### Passage provided

But I don’t see this outcome, either. If Elon tried to pull that stunt, I think the Chancery Court would throw the book at him, and force the world’s richest man to put more equity in to get his banks to pony up with the balance of the $13 billion. It’s shaping up to be a helluva game of chicken. I bet Elon works with his banks to give them a bit of a break and to make it easier for them to syndicate the debt. Unless, of course, he changes his mind yet again and decides Twitter is a pig in a poke and doesn’t want it anymore. I guess we’ll know sometime in the next three weeks.

The Dalio Enigma
Ray Dalio appears to be finally, truly stepping away from Bridgewater after a prolonged tour in the popemobile—he transferred his voting rights at the end of last month. So what is Dalio’s Wall Street legacy, as some have asked me? How will his rise from C.W. Post (and the Harvard Business School) to the apex of the hedgie universe stack up with the careers of the other multi-billionaire alts gods?

######
### Recorded data

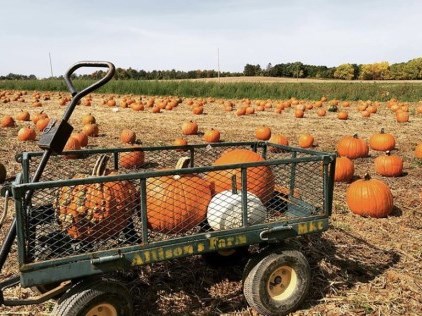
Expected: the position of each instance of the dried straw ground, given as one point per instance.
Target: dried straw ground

######

■ To-do list:
1. According to the passage, what did Ray Dalio transfer at the end of last month?
2. Say whether each statement agrees with the passage, and back each answer with the passage's own words: (a) The writer thinks the Chancery Court would go easy on Elon if he pulled that stunt. (b) The balance mentioned is part of $13 billion. (c) Dalio went to Harvard Business School.
3. Write out everything in the passage from "The Dalio Enigma" down to "multi-billionaire alts gods?".

■ Responses in order:
1. His voting rights.

2.
(a) No: "I think the Chancery Court would throw the book at him"
(b) Yes: "the balance of the $13 billion"
(c) Yes: "from C.W. Post (and the Harvard Business School)"

3.
The Dalio Enigma
Ray Dalio appears to be finally, truly stepping away from Bridgewater after a prolonged tour in the popemobile—he transferred his voting rights at the end of last month. So what is Dalio’s Wall Street legacy, as some have asked me? How will his rise from C.W. Post (and the Harvard Business School) to the apex of the hedgie universe stack up with the careers of the other multi-billionaire alts gods?